§ **Document text**
# # # # # # #
NPR’s new initiative, “For your right to be curious,” transforms the N‑P‑R logo into fundamental journalism vocab like “how,” “who,” and “why.” They’ve even changed the signage at headquarters.
The campaign appears across billboards in major cities, as well as social, and pairs these questions with real listener queries that NPR journalism aims to answer.
According to NPR, the effort is a public commitment to independent journalism that encourages inquiry at a time when the network has faced political and funding pressures.

In NYC, an antisemitism awareness campaign by JewBelong was pulled mid-run after outdoor advertising partner SOMO cancelled the taxi rooftop ads, which had been scheduled to appear on about 4,000 Manhattan cabs through March 10.
The campaign featured the message, “Totally willing to hide my Jewish star for a free bus ride.”
According to JewBelong, SOMO was concerned that the creative was interpreted as taking aim at a free bus policy backed by NYC Mayor Zohran Mamdani. But JewBelong says there was no reference to him in the ads.
# # # # # # #
§ **Data section**
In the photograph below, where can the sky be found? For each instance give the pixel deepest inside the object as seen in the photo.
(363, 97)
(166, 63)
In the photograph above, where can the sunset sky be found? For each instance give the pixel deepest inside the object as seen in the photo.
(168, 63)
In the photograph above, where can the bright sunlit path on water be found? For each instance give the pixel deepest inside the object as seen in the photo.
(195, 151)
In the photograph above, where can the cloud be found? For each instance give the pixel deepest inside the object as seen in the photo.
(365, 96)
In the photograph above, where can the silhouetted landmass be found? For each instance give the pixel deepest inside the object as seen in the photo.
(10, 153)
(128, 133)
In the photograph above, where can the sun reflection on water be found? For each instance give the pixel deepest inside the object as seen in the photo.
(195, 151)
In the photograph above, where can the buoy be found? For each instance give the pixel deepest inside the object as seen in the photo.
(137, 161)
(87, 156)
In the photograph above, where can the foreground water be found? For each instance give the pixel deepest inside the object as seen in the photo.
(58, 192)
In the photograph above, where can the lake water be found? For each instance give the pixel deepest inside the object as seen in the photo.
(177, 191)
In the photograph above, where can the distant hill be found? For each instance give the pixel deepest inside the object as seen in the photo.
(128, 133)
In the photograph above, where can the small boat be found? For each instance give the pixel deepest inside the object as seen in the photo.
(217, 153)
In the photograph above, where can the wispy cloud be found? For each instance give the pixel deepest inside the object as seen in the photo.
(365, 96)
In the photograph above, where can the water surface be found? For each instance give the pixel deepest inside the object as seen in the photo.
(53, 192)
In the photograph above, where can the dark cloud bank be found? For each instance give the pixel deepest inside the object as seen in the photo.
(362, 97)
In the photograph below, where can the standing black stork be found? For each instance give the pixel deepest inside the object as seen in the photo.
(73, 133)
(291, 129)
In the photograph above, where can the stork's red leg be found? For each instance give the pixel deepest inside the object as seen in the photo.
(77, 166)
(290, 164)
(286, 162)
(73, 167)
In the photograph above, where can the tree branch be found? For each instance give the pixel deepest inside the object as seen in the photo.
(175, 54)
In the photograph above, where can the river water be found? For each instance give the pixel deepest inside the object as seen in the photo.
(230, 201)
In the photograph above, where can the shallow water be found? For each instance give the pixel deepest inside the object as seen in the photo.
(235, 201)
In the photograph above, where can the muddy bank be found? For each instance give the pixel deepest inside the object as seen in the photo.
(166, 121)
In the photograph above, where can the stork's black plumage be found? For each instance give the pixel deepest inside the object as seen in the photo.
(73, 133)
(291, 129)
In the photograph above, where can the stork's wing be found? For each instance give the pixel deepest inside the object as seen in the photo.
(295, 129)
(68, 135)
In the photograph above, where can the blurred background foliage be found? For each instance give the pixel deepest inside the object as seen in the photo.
# # # # # # #
§ **Written request A**
Echo the advertising campaigns text word for word, starting with "According to JewBelong, SOMO" and going on through "in the ads.".
§ **Written request B**
Proceed with the text about the NPR and JewBelong ad campaigns, picking up right after its final sentence.

§ **Output A**
According to JewBelong, SOMO was concerned that the creative was interpreted as taking aim at a free bus policy backed by NYC Mayor Zohran Mamdani. But JewBelong says there was no reference to him in the ads.

§ **Output B**
JewBelong declined to update the copy and the taxi ads were pulled without its consent. For now, static billboards with alternative messages are planned to continue in other boroughs.

Spotify has teamed up with Liquid Death to launch the Eternal Playlist Urn, a limited-edition Bluetooth speaker/cremation urn.
Only 150 units were released at $495 each, but beyond the collectible, Spotify launched an “Eternal Playlist” generator that creates a custom playlist based on your answers to morbid prompts.
Can’t beat a campaign with dark humor, scarcity, personalization, social sharing, and good old shock value.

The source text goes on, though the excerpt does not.